— Exercise prompt —
Find every line in the rows below that contains the word "truck", matching case exactly, and copy each of those lines.

— Excerpt from a dataset —

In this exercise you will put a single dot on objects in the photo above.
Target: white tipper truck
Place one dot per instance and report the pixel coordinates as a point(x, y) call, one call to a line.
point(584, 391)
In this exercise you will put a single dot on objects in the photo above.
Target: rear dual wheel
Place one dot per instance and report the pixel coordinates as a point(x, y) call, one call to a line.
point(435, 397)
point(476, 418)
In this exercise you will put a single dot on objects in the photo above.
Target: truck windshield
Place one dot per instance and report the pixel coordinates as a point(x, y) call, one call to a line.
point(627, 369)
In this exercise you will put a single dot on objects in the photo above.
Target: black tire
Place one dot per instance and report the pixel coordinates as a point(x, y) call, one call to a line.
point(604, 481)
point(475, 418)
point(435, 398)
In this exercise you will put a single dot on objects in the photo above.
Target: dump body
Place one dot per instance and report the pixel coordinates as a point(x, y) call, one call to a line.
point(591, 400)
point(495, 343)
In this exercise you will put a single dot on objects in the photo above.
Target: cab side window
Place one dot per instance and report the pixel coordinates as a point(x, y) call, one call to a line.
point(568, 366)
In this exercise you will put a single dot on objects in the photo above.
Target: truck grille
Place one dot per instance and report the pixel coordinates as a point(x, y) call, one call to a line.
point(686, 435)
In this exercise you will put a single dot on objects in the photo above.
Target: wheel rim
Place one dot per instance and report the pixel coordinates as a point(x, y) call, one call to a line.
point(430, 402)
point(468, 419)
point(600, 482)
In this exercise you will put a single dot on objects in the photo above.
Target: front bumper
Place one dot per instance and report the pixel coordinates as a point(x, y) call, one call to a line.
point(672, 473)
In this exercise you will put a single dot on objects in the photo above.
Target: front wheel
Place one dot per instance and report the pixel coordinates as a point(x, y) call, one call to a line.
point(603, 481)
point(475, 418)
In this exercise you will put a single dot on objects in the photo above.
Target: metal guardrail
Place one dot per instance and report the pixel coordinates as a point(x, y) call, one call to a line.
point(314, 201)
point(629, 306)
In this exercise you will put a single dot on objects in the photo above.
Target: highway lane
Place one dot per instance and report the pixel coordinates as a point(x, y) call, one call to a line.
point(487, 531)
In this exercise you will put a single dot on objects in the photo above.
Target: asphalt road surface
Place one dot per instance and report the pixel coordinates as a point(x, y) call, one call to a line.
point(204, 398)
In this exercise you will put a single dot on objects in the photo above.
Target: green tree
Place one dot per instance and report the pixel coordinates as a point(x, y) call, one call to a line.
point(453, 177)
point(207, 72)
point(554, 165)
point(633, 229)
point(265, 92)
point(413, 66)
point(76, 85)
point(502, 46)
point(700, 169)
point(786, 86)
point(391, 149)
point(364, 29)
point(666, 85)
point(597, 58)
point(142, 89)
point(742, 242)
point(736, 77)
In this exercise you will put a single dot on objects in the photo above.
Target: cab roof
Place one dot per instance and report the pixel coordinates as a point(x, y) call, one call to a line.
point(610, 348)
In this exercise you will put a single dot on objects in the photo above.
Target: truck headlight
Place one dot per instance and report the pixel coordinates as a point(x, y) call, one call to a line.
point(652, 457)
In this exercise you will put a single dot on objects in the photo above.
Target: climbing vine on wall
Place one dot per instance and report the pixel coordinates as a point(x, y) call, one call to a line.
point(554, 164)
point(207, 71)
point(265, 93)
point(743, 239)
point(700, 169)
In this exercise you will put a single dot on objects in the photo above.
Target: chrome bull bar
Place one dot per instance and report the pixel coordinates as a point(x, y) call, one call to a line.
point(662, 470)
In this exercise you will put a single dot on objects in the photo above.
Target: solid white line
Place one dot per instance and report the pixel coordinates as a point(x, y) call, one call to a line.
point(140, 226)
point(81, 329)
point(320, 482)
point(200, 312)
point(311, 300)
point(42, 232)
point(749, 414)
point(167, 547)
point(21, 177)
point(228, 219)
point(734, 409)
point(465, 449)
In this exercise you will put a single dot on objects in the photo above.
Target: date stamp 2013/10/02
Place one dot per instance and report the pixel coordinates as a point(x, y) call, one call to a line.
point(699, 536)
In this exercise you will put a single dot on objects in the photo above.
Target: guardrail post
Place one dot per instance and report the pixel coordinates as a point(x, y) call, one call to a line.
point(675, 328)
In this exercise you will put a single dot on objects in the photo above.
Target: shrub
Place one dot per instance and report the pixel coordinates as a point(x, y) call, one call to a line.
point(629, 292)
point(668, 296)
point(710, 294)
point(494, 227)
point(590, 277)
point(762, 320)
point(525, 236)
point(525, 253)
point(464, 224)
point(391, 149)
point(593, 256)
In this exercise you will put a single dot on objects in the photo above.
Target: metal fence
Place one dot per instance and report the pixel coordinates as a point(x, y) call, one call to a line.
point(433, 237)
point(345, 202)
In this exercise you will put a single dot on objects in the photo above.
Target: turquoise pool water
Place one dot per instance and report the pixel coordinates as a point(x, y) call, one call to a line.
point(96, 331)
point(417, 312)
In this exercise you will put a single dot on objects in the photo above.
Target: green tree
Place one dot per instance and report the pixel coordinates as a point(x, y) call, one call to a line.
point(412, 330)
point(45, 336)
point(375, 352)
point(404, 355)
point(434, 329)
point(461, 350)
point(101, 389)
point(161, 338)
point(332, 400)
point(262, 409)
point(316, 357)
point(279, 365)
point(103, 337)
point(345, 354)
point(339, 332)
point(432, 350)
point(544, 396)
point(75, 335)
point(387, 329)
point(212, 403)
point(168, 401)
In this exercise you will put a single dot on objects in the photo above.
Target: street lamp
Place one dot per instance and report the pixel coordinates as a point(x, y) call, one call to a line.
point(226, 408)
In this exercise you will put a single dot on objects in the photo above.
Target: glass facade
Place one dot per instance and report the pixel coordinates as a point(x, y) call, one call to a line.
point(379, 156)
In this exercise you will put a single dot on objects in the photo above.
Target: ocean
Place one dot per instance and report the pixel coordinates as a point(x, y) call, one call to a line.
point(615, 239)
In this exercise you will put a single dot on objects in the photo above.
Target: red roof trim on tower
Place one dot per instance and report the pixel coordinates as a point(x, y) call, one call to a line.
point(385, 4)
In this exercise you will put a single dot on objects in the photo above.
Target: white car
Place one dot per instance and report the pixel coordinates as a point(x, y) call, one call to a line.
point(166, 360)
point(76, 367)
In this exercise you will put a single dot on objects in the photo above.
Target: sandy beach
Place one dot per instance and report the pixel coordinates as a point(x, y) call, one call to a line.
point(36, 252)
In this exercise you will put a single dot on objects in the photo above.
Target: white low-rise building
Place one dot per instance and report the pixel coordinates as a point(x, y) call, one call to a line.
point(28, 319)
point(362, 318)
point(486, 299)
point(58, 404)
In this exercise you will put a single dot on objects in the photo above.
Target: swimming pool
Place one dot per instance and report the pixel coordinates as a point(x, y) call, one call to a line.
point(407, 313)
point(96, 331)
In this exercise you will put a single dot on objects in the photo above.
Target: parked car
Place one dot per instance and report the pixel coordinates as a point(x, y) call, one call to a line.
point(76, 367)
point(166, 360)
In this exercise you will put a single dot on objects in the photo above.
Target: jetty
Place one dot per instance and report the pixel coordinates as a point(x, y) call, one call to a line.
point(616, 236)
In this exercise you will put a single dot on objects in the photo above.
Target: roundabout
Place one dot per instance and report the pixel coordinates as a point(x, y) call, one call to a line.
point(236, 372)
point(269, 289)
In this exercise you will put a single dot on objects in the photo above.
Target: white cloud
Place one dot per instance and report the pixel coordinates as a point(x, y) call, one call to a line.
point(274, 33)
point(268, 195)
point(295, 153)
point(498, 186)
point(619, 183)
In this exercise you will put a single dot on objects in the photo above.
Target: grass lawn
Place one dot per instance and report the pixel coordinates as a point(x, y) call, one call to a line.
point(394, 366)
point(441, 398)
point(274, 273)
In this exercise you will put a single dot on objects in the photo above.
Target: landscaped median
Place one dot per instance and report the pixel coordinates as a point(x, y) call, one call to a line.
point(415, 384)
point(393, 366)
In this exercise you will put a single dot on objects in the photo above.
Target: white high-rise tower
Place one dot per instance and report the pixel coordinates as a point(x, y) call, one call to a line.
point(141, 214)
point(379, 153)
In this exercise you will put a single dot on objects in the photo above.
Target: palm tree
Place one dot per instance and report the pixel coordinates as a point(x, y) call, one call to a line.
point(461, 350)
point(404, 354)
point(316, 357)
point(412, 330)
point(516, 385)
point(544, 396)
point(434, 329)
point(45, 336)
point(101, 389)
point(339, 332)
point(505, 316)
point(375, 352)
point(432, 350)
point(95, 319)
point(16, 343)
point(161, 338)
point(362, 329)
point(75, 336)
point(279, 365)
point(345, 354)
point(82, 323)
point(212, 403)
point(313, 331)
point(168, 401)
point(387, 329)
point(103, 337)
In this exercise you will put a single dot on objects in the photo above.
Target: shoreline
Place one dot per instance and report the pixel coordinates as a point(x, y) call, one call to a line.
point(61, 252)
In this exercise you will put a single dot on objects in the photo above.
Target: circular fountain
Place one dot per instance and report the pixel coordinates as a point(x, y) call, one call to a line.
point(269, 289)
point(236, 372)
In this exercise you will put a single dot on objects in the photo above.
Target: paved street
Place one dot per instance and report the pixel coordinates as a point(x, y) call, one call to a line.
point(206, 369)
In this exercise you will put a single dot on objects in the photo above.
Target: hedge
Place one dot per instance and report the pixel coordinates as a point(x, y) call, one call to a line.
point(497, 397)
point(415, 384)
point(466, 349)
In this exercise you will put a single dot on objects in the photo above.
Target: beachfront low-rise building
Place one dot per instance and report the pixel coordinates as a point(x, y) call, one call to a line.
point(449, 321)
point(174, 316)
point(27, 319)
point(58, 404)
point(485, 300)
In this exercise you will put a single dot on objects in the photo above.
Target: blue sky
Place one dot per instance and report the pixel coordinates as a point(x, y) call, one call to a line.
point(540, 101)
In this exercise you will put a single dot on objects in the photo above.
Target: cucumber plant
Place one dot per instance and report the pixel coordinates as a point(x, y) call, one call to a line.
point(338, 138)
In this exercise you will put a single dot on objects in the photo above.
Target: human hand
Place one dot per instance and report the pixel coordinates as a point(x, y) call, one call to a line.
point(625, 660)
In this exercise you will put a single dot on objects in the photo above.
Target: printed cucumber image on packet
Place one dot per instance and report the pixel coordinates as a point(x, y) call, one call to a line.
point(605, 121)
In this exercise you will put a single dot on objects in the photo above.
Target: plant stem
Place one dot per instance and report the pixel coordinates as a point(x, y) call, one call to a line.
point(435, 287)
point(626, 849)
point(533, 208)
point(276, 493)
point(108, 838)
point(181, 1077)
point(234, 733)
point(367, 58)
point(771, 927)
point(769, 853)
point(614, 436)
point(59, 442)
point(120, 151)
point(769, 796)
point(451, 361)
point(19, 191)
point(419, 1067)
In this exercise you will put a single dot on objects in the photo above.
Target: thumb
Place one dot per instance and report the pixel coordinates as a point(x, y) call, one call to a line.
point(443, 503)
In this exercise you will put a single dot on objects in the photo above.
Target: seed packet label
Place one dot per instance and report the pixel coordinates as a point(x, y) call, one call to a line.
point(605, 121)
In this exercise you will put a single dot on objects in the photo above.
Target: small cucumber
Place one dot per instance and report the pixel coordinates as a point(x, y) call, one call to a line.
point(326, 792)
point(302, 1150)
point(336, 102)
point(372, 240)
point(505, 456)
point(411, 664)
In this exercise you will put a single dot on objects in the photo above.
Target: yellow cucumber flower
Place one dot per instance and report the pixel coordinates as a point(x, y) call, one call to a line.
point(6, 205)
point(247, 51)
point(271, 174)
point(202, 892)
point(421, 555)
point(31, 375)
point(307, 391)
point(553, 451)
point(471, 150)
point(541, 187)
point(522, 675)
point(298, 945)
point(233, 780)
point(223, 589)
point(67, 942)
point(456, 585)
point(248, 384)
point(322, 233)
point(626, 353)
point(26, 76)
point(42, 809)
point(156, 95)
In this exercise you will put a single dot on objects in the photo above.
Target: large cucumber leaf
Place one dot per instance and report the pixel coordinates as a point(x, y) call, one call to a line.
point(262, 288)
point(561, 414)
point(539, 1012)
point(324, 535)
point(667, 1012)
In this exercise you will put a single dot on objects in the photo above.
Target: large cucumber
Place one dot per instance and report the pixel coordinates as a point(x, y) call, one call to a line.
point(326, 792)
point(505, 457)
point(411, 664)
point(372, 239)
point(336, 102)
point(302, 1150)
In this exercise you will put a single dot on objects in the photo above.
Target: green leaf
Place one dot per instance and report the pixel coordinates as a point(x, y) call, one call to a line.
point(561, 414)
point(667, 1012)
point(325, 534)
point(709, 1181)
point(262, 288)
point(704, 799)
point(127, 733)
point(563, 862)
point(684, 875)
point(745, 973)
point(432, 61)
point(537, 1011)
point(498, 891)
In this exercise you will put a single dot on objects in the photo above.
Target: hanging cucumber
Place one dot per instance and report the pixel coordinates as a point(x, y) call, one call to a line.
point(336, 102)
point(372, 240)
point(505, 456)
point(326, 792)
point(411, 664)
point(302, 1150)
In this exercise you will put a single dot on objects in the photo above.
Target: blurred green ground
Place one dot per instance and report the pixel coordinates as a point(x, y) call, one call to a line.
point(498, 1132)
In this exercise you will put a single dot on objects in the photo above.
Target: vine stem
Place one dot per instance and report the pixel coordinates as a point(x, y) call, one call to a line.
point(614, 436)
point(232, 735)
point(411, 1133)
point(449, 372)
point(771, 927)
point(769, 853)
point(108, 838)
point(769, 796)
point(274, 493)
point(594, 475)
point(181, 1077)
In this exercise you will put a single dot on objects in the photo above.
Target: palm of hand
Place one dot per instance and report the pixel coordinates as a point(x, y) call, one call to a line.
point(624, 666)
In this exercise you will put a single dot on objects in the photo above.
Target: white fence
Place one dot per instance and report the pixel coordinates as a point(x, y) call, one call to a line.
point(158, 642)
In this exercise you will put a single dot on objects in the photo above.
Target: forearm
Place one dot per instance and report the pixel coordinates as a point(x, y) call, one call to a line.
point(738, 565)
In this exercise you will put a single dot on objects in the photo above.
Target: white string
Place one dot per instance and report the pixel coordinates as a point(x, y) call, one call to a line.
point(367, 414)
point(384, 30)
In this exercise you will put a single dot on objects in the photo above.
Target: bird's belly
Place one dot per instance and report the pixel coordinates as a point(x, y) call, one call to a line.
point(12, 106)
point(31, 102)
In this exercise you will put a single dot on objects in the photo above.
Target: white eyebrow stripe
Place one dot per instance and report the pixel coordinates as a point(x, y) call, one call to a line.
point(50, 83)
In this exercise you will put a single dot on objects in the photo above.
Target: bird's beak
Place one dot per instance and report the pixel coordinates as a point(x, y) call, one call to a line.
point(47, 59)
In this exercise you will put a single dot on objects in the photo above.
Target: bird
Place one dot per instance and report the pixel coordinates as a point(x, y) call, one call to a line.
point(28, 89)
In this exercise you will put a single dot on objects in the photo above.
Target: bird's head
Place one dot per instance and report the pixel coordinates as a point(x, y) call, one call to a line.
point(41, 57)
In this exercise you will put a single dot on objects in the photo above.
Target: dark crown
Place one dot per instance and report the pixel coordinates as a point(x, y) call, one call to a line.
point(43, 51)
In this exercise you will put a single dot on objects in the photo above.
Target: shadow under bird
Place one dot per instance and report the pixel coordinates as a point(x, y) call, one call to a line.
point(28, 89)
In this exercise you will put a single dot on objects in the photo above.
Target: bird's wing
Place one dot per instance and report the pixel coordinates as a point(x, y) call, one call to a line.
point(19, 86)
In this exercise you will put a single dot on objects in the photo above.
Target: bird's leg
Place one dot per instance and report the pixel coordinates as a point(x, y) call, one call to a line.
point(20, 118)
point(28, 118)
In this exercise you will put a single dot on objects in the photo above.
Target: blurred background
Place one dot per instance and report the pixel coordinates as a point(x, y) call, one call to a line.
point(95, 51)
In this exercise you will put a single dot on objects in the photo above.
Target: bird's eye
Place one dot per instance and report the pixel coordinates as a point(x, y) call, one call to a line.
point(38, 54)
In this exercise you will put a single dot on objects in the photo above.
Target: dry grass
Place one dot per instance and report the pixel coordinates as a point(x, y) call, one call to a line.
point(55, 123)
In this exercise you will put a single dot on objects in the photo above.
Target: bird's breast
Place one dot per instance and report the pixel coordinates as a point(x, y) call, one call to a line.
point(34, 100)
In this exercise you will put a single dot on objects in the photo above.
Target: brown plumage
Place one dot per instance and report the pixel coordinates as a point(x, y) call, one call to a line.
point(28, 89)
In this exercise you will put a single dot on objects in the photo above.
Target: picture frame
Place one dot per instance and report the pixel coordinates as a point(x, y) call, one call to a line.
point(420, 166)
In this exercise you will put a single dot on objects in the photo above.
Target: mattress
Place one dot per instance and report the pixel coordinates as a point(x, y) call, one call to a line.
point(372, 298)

— Answer to the task —
Target: white tipper truck
Target: truck windshield
Target: truck grille
Target: truck headlight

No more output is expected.